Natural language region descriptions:

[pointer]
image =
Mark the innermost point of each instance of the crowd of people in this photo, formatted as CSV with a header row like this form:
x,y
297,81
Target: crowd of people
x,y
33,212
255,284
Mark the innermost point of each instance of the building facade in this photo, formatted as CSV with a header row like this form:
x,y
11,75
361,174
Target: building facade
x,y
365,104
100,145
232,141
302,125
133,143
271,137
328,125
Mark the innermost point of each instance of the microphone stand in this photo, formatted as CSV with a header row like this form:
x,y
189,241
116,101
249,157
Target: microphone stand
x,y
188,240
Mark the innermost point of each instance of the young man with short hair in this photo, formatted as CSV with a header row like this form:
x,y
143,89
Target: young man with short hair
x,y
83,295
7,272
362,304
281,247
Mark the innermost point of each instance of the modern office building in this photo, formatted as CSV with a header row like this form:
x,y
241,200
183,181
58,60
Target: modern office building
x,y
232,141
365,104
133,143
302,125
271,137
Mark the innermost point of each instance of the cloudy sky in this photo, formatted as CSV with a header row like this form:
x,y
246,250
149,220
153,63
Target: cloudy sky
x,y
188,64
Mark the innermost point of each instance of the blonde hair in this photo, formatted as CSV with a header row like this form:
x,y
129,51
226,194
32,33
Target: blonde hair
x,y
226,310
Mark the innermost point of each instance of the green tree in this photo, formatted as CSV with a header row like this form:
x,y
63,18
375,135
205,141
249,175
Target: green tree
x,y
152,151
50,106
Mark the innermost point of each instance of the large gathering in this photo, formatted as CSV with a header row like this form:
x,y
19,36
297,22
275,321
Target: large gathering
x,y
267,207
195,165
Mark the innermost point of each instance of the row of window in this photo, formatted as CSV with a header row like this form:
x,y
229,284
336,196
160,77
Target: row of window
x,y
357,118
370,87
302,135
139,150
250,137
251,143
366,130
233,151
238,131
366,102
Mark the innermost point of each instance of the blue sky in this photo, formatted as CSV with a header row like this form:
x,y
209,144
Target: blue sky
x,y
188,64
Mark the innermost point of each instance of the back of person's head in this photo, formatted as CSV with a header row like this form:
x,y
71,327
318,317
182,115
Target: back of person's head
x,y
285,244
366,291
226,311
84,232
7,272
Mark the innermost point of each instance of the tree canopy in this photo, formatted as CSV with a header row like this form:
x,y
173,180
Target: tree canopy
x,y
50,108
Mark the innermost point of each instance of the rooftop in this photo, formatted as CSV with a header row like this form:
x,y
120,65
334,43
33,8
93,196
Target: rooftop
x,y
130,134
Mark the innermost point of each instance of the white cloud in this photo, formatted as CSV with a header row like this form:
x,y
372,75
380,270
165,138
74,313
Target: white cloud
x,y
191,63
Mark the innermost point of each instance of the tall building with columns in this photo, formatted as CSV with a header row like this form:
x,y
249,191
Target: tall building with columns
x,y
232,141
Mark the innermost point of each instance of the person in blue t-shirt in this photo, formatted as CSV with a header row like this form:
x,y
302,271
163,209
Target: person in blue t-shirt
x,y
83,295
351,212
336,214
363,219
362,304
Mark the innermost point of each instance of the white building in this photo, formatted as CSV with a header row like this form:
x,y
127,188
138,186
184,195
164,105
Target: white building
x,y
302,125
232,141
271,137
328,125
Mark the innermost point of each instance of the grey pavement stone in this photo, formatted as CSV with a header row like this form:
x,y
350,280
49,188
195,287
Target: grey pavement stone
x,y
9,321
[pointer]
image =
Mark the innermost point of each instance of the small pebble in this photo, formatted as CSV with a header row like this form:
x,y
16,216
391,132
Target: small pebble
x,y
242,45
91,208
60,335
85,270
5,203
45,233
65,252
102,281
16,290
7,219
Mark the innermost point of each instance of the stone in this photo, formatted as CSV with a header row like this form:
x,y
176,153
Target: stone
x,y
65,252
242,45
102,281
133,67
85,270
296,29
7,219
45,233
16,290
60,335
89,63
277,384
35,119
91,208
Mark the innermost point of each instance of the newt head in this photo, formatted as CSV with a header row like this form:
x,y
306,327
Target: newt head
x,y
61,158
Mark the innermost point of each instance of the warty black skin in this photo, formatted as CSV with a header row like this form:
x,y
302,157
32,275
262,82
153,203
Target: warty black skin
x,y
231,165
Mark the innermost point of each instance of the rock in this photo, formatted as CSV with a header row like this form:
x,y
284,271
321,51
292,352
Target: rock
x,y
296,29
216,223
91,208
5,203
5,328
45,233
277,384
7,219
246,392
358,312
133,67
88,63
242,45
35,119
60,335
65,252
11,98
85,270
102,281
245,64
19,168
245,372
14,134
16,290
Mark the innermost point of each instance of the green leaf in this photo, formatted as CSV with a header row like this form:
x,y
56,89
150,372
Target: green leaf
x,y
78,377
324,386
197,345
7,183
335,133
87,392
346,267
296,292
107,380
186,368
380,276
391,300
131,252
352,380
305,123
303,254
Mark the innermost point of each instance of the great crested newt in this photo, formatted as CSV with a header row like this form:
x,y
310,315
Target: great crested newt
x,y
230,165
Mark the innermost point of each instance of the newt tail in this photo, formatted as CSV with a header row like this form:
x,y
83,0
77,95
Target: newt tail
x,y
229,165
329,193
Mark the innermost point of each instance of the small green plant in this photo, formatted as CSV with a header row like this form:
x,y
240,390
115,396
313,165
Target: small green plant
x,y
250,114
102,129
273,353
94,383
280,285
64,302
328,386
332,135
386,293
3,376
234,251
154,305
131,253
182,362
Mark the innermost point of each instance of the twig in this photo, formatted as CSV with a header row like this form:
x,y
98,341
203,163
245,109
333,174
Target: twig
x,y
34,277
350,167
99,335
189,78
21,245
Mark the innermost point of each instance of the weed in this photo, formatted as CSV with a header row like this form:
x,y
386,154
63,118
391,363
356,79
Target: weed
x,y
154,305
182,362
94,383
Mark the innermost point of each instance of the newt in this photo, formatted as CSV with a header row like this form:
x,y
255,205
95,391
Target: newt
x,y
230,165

* * *

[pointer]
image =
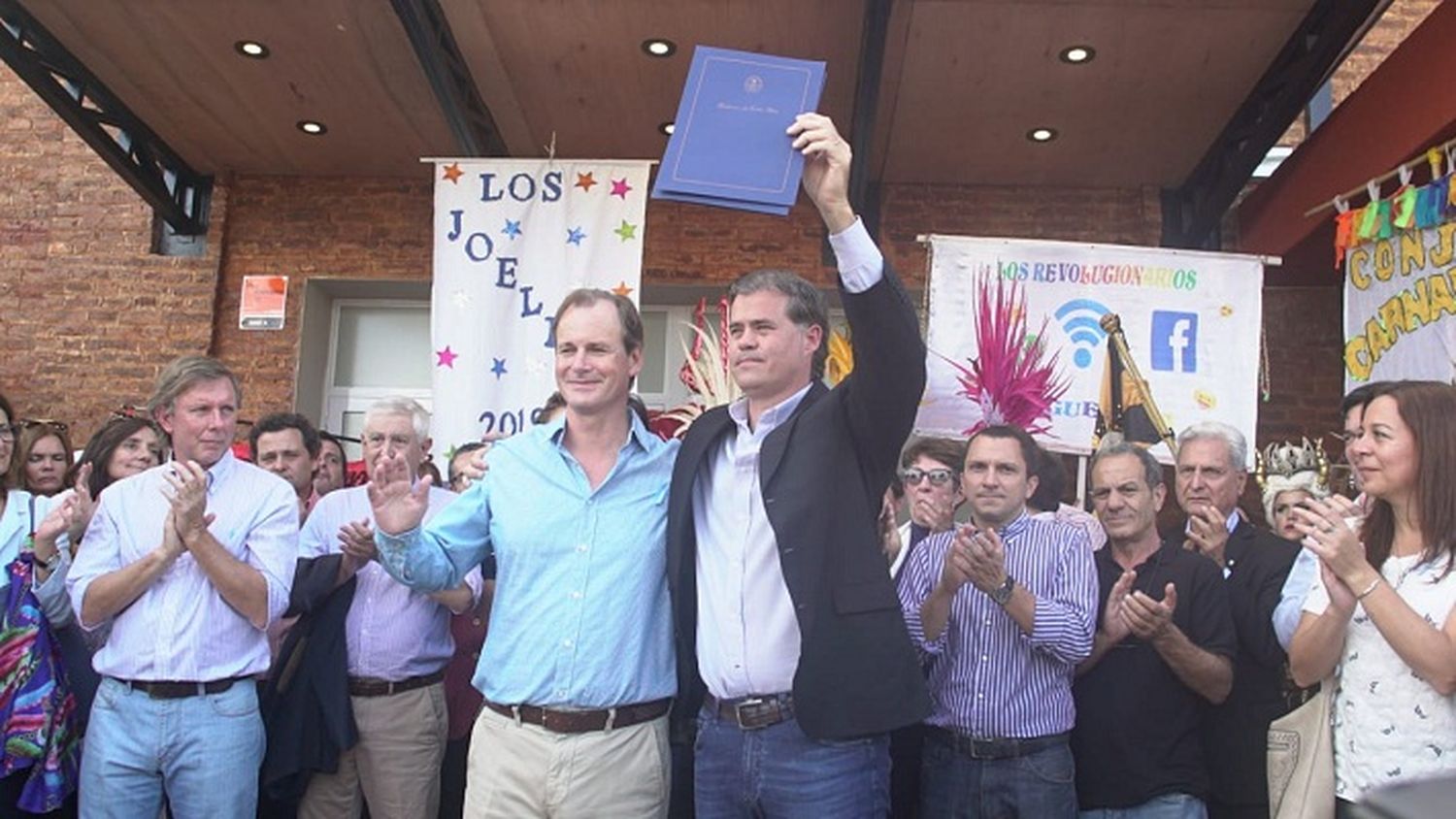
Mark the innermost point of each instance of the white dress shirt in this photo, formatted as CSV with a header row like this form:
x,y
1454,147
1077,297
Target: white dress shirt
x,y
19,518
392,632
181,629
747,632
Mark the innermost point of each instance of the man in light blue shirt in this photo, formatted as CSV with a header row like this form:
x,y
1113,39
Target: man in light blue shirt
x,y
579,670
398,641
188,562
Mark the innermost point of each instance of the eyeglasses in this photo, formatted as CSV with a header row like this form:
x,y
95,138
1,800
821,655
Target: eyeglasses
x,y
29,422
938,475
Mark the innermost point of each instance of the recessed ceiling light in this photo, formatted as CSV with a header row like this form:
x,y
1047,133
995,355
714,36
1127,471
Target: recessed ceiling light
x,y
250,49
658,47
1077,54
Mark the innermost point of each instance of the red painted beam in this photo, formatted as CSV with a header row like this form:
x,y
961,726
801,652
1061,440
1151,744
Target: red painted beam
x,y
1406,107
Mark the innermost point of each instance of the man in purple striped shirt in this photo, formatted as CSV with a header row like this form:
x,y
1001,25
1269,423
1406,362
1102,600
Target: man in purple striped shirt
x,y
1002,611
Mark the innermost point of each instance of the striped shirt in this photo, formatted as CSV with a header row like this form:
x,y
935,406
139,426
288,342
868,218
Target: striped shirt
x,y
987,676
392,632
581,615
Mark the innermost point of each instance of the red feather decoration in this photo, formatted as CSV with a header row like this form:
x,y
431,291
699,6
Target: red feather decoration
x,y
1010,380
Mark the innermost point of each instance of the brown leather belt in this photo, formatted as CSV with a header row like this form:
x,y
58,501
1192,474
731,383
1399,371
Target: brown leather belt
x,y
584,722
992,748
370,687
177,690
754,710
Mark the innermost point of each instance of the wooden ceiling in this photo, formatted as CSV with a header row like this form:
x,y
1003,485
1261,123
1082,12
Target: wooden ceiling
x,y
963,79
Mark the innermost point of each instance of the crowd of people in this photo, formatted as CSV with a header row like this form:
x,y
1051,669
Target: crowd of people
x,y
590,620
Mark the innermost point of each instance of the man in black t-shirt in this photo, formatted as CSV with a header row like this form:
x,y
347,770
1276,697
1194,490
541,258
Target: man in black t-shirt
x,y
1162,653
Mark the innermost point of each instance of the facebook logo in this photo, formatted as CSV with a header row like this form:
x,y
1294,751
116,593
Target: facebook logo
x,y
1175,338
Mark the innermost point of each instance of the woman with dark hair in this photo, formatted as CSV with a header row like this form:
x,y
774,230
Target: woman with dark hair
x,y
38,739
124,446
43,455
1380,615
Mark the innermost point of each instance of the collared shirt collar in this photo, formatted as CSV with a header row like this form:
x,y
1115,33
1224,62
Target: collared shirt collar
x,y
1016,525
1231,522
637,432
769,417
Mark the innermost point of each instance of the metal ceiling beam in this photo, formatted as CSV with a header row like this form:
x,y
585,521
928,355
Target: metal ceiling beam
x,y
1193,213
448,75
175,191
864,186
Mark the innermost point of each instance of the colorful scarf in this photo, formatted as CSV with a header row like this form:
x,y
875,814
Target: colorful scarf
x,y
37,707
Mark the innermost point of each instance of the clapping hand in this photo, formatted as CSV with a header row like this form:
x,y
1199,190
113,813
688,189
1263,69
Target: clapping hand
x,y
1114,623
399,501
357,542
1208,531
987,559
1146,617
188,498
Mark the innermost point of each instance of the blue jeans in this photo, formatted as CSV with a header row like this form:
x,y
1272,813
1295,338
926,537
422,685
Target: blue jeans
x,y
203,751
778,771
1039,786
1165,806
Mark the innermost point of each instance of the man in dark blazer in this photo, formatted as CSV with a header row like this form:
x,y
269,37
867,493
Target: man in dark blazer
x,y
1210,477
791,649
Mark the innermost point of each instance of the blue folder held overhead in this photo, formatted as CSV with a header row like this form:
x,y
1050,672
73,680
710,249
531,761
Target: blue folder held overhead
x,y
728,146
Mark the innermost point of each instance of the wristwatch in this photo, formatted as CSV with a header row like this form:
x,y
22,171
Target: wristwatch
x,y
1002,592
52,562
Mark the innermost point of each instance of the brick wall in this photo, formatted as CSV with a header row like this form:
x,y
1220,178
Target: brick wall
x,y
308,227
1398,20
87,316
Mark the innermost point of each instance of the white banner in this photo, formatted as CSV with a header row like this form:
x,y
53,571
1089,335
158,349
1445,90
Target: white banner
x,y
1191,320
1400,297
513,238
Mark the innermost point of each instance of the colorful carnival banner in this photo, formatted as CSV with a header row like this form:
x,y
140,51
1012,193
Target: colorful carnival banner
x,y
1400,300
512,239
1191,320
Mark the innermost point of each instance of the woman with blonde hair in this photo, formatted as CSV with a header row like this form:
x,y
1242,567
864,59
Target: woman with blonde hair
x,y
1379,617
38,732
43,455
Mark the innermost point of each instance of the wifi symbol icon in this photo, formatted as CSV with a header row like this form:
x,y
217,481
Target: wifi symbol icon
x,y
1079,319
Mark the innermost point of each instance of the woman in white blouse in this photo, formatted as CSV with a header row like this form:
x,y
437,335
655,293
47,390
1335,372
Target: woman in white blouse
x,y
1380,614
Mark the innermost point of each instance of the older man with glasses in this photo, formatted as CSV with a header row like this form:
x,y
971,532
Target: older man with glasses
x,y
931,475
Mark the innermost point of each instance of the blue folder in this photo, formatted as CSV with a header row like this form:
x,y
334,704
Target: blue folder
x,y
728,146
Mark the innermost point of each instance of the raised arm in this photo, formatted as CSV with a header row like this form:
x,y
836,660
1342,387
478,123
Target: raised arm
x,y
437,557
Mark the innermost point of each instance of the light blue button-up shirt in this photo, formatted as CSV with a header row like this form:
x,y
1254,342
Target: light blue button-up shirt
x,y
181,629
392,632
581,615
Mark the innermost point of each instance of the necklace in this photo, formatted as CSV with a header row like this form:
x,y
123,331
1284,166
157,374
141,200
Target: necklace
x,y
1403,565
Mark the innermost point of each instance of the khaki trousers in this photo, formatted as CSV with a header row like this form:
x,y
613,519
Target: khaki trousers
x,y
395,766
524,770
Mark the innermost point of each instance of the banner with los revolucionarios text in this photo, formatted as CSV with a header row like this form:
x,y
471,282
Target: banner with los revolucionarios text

* **Directions for this task**:
Set aside each line above that includes the string "text" and report it.

* **Output of the task**:
Mark the innermost point of each instance of the banner with los revolucionarios text in this photo, formatted as CSV with a header row like this form:
Target: banner with los revolucionarios text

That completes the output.